In the entries below, find the line containing "[pin] ceiling -- one per line". Copy it and all lines after it, exactly, through the end.

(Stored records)
• • •
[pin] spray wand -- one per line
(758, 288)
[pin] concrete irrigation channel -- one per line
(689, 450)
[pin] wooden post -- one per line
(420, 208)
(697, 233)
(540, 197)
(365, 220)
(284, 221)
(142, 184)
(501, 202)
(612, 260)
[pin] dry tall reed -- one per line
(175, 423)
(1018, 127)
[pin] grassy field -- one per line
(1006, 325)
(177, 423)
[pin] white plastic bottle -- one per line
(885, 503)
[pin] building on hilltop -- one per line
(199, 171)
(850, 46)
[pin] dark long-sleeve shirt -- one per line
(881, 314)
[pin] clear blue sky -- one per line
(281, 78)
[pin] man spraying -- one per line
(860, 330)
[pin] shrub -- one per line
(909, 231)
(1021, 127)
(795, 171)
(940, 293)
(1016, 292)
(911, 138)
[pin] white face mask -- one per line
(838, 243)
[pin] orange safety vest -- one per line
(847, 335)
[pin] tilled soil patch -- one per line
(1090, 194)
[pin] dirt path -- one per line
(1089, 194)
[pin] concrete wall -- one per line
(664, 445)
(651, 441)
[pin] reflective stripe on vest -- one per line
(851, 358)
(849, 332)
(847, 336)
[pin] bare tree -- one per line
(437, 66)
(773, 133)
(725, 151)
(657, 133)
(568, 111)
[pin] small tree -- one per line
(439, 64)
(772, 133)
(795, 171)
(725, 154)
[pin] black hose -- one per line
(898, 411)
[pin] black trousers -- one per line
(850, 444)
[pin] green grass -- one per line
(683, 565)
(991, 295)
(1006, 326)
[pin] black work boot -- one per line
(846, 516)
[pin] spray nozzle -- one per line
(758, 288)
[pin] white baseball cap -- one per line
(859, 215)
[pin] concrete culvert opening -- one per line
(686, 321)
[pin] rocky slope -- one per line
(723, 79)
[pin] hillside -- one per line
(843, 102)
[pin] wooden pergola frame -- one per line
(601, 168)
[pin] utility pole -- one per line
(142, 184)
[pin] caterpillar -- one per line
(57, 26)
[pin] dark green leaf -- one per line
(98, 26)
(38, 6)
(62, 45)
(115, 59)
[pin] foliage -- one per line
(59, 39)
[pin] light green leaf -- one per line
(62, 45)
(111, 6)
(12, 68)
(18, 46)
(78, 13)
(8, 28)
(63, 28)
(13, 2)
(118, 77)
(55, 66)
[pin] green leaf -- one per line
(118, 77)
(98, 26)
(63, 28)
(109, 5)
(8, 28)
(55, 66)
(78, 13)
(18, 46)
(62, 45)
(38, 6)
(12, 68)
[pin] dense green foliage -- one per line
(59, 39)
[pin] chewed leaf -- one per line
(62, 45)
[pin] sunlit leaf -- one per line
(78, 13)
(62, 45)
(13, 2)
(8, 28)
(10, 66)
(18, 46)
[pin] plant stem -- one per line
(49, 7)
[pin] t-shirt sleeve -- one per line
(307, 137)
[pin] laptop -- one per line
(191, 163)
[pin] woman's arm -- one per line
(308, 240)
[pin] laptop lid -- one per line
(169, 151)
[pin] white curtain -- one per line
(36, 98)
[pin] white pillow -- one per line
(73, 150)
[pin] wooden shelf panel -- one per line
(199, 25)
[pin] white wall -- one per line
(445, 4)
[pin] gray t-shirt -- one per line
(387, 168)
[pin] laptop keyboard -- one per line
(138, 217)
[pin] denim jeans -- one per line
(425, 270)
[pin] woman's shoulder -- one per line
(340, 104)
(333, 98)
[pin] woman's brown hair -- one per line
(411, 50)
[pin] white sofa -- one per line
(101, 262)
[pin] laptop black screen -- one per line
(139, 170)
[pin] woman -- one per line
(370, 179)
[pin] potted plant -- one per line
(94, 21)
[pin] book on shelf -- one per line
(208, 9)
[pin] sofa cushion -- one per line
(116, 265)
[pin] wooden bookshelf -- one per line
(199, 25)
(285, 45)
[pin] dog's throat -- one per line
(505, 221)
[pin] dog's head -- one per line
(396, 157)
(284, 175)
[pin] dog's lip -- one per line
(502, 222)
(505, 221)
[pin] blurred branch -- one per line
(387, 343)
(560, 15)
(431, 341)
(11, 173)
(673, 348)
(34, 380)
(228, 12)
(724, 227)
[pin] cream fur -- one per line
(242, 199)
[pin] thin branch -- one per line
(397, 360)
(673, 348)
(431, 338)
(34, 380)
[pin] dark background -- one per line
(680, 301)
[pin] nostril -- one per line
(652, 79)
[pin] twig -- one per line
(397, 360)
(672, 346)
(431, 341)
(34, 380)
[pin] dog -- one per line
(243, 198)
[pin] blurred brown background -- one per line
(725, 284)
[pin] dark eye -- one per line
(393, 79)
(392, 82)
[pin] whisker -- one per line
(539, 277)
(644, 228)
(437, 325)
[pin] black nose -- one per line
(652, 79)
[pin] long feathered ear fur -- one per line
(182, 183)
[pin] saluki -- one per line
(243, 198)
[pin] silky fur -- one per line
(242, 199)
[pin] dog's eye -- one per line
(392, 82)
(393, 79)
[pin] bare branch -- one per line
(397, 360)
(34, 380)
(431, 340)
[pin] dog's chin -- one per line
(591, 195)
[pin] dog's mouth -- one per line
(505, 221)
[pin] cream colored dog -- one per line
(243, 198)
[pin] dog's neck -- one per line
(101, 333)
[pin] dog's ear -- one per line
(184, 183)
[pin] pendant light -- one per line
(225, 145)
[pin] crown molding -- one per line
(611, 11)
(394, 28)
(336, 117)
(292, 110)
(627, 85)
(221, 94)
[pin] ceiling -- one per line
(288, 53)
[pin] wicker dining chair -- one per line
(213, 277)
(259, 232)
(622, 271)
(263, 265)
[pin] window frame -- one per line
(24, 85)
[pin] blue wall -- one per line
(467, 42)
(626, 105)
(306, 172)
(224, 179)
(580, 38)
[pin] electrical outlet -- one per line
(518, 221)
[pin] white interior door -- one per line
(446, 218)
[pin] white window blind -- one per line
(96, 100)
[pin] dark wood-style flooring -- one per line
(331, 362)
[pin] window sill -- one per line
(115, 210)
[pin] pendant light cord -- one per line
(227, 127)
• • •
Task result:
[pin] ceiling -- one per line
(288, 53)
[pin] wicker dining chair -- one per line
(213, 277)
(259, 232)
(622, 271)
(263, 265)
[pin] window frame -- one per line
(24, 85)
[pin] blue wall -- one per line
(467, 42)
(626, 105)
(306, 172)
(224, 179)
(580, 38)
[pin] electrical outlet -- one per line
(518, 221)
[pin] white interior door -- one per line
(446, 218)
[pin] white window blind -- one per line
(96, 100)
[pin] dark wood-style flooring -- one per line
(331, 362)
[pin] window sill -- one per line
(115, 210)
[pin] pendant light cord -- one per line
(227, 127)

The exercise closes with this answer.